Carte Blanche a O Marta

Na minha mais recente viagem, fui à Irlanda em busca de me conectar com uma pequena parte das minhas origens. Sou neto de avós puramente beirões, ou pelo menos assim pensava na minha ingenuidade. No entanto, descobri recentemente que isso não era bem verdade, talvez não a 100%. Um dia, ao discutir com a minha mãe sobre a minha curiosa necessidade de procurar todos os anos por música tradicional irlandesa, ela mencionou que isso, possivelmente, devia-se ao fato de a minha avó ser descendente de um antigo soldado irlandês, que teria vindo para Portugal na época das invasões francesas. Isso despertou em mim um sentimento de incrível alegria e admiração, apesar de estar claro na família da parte da minha mãe uma descendência que não é somente portuguesa, visto que as minhas tias, a minha avó e a minha mãe têm todas cabelo ruivo ou loiro.

◆ MATERIAL FORNECIDO

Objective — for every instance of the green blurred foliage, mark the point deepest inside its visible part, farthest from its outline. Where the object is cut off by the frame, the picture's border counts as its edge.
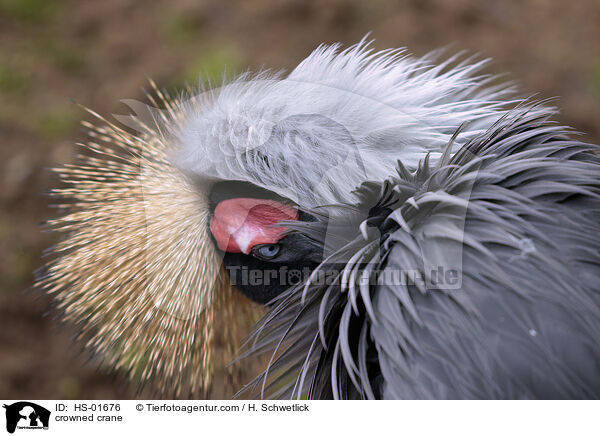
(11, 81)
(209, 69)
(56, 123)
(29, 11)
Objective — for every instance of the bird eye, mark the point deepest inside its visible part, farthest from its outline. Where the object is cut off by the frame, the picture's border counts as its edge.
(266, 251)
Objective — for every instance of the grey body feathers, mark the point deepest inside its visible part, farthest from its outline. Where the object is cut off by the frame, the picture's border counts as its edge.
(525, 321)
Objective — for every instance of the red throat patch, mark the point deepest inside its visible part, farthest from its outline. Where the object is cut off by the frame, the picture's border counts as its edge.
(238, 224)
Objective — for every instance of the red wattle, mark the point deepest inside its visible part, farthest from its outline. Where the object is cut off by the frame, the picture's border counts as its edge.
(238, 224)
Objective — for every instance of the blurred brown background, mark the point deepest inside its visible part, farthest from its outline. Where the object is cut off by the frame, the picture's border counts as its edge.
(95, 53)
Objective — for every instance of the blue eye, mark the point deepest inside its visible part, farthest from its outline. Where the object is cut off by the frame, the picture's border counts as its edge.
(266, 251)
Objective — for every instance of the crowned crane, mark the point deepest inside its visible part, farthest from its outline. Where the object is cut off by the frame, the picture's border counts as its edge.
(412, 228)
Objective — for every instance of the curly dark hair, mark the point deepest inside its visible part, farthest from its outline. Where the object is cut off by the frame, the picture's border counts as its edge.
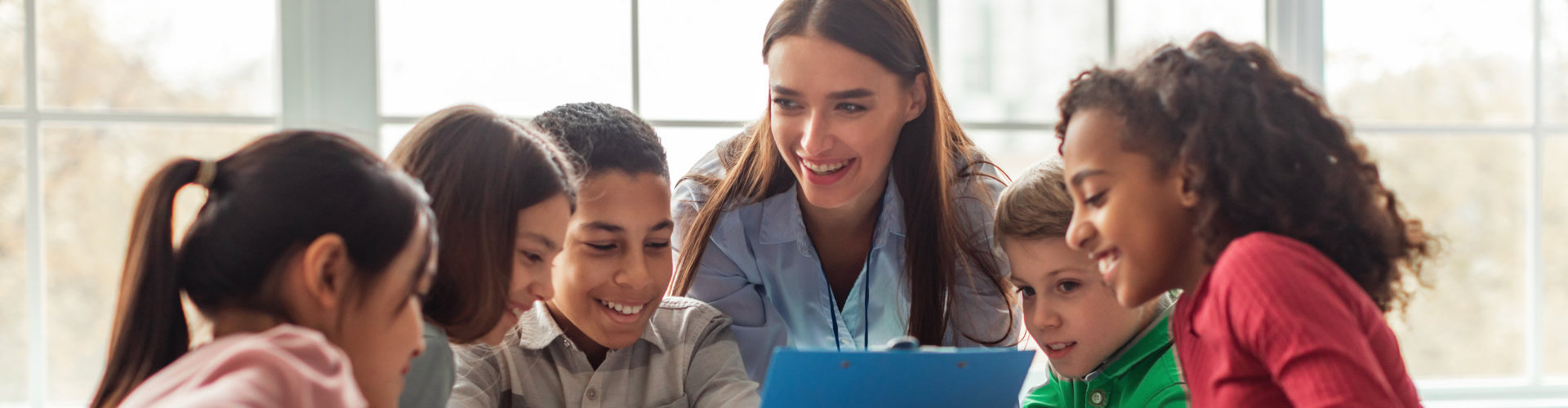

◆ EXERCÍCIO PROPOSTO
Retome o relato da viagem à Irlanda em busca das origens familiares e prossiga a partir do ponto em que ele termina. As linhas não têm qualquer papel neste exercício.

◆ EM RESPOSTA
Voltando à viagem, decidi ir para a Irlanda para talvez me encontrar como pessoa, se é que isso alguma vez fez sentido. Quis sentir-me inspirado pela música tradicional irlandesa, tal como a música tradicional portuguesa me tem inspirado nos últimos anos. Quis ir para os “pubs” e sentar-me perto dos músicos para ouvir toda uma panóplia de novos instrumentos, ou mesmo alguns que já conhecia. Quis ouvir o cantar na língua gaélica ou num inglês com sotaque carregado e “sujo” pela grande quantidade de bebida consumida pela noite adentro. Comprei uma flauta numa pequena loja de música numa cidade chamada “Galway” e quase que levava comigo um pandeiro de 30 cm que não me iria caber na mala. Tive de considerar as prioridades, ou a roupa ou o pandeiro. Escolhi o pandeiro… Não por muito tempo, na verdade, pois houve alguém que me chamou à atenção das mudanças drásticas de temperatura na ilha e que viver só e unicamente de uma t-shirt amarrotada não seria boa ideia.

O tempo foi algo que me despertou tamanha curiosidade porque não se decidia entre sol ou chuva. Talvez eu também seja assim: não consigo escolher, e talvez essa seja uma característica minha que muitas vezes me impede de decidir quem realmente quero ser. No meio disso, percebi que tudo afinal era muito claro e que não era ali o momento para me encontrar, mas sim, talvez, ficar mais perdido. Mas isso é bom, porque tudo o que é demasiado garantido deixa de ser apetecido, até mesmo o principal objetivo da minha viagem, que era encontrar as minhas origens. Spoiler alert: não encontrei. Não encontrei porque também sinto que não a procurei; encantei-me demasiado com tudo o que me rodeava — a música, as paisagens, as pessoas e o tempo.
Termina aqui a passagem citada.